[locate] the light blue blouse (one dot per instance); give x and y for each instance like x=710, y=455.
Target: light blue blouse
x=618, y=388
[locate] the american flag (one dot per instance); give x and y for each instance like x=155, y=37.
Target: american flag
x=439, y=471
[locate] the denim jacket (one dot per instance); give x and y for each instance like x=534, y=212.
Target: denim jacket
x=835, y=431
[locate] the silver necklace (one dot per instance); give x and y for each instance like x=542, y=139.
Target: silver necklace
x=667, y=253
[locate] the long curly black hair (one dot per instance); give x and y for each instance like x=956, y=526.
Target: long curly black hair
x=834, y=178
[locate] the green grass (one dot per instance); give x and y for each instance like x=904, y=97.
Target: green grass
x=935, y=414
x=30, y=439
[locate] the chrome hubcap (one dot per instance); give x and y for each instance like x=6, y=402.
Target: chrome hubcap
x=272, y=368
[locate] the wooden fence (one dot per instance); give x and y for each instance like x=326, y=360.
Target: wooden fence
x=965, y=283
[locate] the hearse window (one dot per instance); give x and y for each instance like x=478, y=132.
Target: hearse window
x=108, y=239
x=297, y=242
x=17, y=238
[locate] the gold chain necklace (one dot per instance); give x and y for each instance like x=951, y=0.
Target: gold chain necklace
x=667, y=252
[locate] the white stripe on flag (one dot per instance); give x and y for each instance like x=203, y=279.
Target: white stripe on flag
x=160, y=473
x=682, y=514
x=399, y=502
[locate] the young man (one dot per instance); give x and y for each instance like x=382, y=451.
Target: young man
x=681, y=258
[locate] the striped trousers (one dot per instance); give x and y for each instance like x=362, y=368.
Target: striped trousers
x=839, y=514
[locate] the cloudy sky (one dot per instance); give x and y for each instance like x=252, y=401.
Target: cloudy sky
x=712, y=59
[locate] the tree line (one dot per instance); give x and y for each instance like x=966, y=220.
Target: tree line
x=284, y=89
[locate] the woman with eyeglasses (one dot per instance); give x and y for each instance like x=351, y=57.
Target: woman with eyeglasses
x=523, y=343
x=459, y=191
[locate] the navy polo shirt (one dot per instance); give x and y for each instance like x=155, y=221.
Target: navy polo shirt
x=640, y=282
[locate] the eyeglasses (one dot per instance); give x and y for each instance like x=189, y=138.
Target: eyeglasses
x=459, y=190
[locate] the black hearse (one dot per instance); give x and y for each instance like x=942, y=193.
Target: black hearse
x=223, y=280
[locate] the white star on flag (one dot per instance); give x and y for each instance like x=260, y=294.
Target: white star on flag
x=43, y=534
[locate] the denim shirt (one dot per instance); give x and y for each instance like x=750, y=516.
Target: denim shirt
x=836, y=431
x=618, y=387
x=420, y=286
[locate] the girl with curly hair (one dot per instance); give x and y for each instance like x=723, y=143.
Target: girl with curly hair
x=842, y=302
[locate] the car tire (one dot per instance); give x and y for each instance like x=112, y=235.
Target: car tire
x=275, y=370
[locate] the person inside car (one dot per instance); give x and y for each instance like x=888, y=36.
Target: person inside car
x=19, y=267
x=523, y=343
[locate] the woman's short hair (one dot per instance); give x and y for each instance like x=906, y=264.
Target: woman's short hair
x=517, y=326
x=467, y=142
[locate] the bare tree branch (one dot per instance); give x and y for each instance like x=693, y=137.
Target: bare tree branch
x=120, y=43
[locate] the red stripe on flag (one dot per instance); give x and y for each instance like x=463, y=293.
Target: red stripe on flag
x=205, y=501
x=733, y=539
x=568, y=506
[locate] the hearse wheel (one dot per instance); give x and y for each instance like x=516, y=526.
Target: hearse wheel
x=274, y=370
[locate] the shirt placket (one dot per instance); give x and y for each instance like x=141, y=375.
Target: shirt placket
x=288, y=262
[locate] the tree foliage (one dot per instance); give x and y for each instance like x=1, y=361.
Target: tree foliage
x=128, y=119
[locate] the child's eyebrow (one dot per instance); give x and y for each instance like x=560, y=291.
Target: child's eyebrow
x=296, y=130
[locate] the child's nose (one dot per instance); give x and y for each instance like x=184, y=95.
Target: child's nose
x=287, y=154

--------

Transcribe the entire listing above line for line, reproducing every character without alteration.

● SOLUTION BELOW
[locate] the light blue blouse (one dot per instance); give x and y for each instance like x=710, y=455.
Target: light blue blouse
x=618, y=388
[locate] the american flag (one dot per instance); give x and y for each instance like x=155, y=37.
Target: american flag
x=439, y=471
[locate] the denim jacket (one dot per instance); give x and y for each instance like x=534, y=212.
Target: denim jacket
x=835, y=431
[locate] the silver necklace (one dot per instance); give x and y for each instance like x=542, y=139.
Target: silver necklace
x=667, y=253
[locate] the long curly black hair (one dot per instance); give x and y for each instance like x=956, y=526.
Target: long curly black hair
x=834, y=178
[locate] the green grass (one dot per instance); give x and y for each instance like x=904, y=97.
Target: green grass
x=935, y=414
x=30, y=439
[locate] the chrome hubcap (one dot per instance); give x and y for each instance like x=6, y=402.
Target: chrome hubcap
x=272, y=368
[locate] the wooden fence (one dot per instance); give x and y for each instance like x=326, y=360.
Target: wooden fence
x=965, y=283
[locate] the hearse window (one dot per instance); give x and y for each instance like x=478, y=132.
Target: hearse window
x=108, y=239
x=297, y=242
x=17, y=238
[locate] the gold chain necklace (one dot per instance); give x and y for each instance like x=951, y=0.
Target: gold chain necklace
x=667, y=252
[locate] the white stripe on flag (one dot per instance); give x and y for each instance like x=203, y=279.
Target: white stripe on flag
x=160, y=473
x=682, y=514
x=399, y=502
[locate] the young man (one dot per instance); give x and y for each instance like x=382, y=451.
Target: young man
x=681, y=258
[locate] the striped trousers (one dot per instance); give x and y for each instance like x=362, y=368.
Target: striped trousers
x=839, y=514
[locate] the cloudy sky (one dot per instance); give x and y for each instance like x=252, y=401.
Target: cloudy sky
x=712, y=59
[locate] the tree line (one dot per instance); give x and y for each instance like x=966, y=220.
Target: tree line
x=284, y=89
[locate] the woman with eyeglasses (one dot per instance); give x and y for each instance like x=351, y=57.
Target: woman with eyeglasses
x=523, y=343
x=459, y=191
[locate] the navy polo shirt (one dot per instance); give x and y for each instance like x=155, y=221.
Target: navy polo shirt
x=640, y=282
[locate] the eyeglasses (one dot per instance); give x and y for each instance like x=189, y=138.
Target: eyeglasses
x=459, y=190
[locate] the black hearse (one dot per instance); give x and y for each instance like x=942, y=193.
Target: black hearse
x=223, y=280
[locate] the white star on flag (one dot per instance); give x and y for each instance like x=260, y=294.
Target: white star on flag
x=43, y=534
[locate] the denim shirt (one dot per instance); give x and y for each instance like x=750, y=516.
Target: denim shirt
x=836, y=431
x=618, y=387
x=420, y=286
[locate] the girl with curly hair (one dot per instance); give x and y for each instance like x=723, y=143.
Target: girl with curly hair
x=842, y=302
[locate] the car tire (one dot per instance); give x and y for each instance like x=112, y=235.
Target: car tire
x=275, y=370
[locate] the person inside car (one dot per instance); give x and y for each instance like x=888, y=36.
Target: person inside car
x=19, y=267
x=523, y=343
[locate] the woman's short hair (one dot per instance); give x and y for each instance like x=906, y=264.
Target: woman's short hair
x=517, y=326
x=467, y=142
[locate] the bare tree branch (one dot per instance); give x and y for each instance like x=693, y=137.
Target: bare tree branch
x=120, y=43
[locate] the red stripe on flag (one dot per instance); give x and y for each instance like x=463, y=293.
Target: red stripe on flag
x=205, y=501
x=733, y=539
x=568, y=506
[locate] the hearse wheel (one dot per instance); give x and y for each instance like x=516, y=526.
Target: hearse wheel
x=274, y=370
[locate] the shirt placket (one dot per instance); give x and y for each instance like x=141, y=375.
Target: shirt placket
x=288, y=262
[locate] the tree foliage (one dot per instance); give x and y for each instance like x=1, y=361.
Target: tree foliage
x=128, y=119
[locate] the child's eyebrow (one dot per instance); give x and y for each instance like x=560, y=291.
Target: child's eyebrow
x=296, y=130
[locate] the child's nose (one dot per instance); give x and y for each instance like x=184, y=95.
Target: child's nose
x=287, y=154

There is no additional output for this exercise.